- [RECORDED DATA]:
______
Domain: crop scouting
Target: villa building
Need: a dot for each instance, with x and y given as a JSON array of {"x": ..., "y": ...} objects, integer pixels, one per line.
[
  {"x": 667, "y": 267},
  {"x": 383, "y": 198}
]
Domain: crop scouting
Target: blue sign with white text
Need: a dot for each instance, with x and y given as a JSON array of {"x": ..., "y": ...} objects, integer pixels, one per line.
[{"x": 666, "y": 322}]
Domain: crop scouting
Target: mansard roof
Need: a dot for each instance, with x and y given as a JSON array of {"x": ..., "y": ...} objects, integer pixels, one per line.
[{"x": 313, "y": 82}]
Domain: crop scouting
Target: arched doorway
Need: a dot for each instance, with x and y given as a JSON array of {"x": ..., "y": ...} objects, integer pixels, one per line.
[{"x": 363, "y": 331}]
______
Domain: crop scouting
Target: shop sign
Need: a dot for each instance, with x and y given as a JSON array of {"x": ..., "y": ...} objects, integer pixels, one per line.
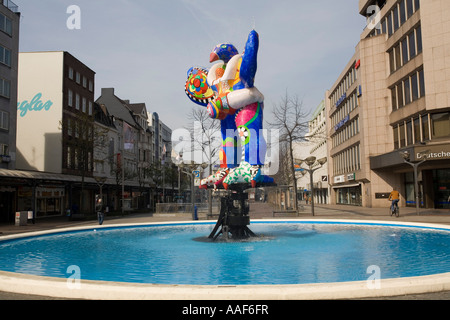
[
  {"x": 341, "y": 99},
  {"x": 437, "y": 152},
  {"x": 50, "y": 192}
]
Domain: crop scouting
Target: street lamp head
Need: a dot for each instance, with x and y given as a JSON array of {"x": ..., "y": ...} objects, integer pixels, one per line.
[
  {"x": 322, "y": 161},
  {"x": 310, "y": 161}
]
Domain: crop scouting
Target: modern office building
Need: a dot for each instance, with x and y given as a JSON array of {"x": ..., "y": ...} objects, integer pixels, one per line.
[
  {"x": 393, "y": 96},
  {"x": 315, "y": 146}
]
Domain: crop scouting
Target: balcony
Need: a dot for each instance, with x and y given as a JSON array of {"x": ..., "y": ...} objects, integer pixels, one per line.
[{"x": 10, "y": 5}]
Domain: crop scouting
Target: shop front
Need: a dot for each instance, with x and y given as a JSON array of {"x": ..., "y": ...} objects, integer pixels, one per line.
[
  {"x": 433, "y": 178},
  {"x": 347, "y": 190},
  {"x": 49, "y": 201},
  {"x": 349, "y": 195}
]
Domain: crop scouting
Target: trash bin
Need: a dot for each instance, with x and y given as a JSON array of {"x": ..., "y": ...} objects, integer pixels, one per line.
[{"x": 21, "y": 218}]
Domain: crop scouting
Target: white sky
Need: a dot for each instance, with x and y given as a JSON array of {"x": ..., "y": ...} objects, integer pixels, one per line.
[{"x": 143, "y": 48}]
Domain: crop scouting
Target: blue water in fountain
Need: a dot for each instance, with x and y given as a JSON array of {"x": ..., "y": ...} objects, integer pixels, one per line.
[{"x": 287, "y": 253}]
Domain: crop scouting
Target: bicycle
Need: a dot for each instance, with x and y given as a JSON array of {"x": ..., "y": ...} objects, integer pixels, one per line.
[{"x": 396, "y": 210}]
______
- [TASK REQUIREMENTS]: The response consists of the lines above that contain "white".

- [RESULT FOR THIS EXERCISE]:
Target: blue sign with white text
Target: white sky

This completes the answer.